───── DOCUMENT SEGMENT

And BTW, there was an earlier version of grep that worked but I have
since lost the version number.

Andy Hall


 -Original Message-
 From: cygwin-ow...@cygwin.com [mailto:cygwin-ow...@cygwin.com] On
Behalf
 Of Christopher Faylor
 Sent: Tuesday, April 14, 2009 8:15 AM
 To: cygwin@cygwin.com
 Subject: Re: GREP: Memory Exhausted
 
 On Tue, Apr 14, 2009 at 10:45:44AM -0400, Ralph Hempel wrote:
  Dave Korn wrote:
  Shailesh Dadure wrote:
  Hello All,
 
  I am a support engineer from Microsoft trying to help my Customer
 Maziyar
  Samadzadeh. We have been notified by Maziyar that when they
perform a
  Query
  on a bigger database using GREP we get the following error
Would you like to use one of your two free phone support
incidents on
  this
  request, or will you be paying by credit or debit card for a paid
 support
  ticket?

──────────

» WHAT IS REQUIRED:
Check each of these statements against the email excerpt and mark it yes or no, quoting the words that decide it: 1. The error appeared when a query was run on a bigger database using GREP. 2. The message from Christopher Faylor was sent on a Wednesday. 3. The person who wrote the opening lines still has the version number of an earlier grep that worked.

───── DATA ENTRIES

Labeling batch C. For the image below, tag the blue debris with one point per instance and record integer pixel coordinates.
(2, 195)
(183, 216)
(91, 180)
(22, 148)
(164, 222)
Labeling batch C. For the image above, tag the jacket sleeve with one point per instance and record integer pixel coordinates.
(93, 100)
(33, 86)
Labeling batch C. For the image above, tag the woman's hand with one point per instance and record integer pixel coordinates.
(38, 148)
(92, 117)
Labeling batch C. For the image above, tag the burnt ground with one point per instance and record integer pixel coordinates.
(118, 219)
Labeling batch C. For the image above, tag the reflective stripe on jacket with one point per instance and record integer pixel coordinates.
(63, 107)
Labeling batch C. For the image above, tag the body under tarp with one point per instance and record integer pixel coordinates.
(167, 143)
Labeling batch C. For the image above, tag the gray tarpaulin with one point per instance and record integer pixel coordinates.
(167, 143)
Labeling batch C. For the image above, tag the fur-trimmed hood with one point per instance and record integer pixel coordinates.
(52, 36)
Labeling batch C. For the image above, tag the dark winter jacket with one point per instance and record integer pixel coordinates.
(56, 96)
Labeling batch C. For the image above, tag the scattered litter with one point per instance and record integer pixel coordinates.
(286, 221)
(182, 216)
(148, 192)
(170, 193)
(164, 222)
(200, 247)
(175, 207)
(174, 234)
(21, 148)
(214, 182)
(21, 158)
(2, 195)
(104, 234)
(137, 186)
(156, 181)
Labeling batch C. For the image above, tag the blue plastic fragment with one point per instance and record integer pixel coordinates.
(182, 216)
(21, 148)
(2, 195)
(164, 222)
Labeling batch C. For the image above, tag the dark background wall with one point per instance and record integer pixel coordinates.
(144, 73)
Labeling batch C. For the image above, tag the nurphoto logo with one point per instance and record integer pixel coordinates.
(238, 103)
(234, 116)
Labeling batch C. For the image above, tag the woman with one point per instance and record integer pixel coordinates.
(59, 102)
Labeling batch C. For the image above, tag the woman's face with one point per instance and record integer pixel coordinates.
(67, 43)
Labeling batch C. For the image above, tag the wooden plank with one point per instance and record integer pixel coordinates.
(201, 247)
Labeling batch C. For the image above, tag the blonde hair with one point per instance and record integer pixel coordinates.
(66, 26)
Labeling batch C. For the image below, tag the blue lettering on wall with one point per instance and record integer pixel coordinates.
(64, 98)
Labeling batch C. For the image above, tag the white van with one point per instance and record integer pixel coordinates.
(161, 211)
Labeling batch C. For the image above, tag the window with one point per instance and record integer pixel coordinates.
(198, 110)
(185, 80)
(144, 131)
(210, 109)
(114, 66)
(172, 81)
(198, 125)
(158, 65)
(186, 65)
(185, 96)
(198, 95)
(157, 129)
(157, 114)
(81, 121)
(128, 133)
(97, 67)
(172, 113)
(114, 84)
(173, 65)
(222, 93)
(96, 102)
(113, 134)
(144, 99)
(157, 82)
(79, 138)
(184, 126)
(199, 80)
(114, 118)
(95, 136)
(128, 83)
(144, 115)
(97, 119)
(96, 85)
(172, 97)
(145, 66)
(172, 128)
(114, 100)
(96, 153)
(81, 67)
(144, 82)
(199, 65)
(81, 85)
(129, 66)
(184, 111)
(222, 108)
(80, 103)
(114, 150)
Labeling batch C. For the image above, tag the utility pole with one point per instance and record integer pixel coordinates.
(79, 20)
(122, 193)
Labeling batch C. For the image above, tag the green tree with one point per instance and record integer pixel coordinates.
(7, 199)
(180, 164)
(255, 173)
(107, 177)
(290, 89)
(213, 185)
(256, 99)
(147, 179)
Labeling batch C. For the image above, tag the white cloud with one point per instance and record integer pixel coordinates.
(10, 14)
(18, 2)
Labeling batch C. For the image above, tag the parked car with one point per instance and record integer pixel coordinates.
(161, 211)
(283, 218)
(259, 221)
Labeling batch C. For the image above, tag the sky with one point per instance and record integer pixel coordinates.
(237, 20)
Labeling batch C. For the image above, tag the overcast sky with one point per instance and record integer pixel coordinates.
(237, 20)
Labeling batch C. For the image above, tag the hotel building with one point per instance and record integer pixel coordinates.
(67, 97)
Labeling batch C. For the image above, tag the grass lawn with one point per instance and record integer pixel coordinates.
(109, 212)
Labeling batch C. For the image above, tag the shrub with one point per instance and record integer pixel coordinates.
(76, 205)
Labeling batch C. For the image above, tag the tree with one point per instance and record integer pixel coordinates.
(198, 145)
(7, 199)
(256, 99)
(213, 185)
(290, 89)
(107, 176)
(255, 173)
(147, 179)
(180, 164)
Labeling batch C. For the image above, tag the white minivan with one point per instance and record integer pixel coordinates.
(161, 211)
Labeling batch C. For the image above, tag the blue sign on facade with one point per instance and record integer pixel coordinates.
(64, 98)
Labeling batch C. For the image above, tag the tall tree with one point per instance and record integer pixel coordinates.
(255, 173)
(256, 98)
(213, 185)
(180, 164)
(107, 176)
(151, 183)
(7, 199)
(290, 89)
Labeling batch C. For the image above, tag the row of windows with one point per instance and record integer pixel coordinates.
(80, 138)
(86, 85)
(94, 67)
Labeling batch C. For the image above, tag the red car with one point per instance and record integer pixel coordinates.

──────────

» OUTPUT BELOW:
1. Yes: "on a bigger database using GREP we get the following error"
2. No: "Sent: Tuesday, April 14, 2009 8:15 AM"
3. No: "since lost the version number"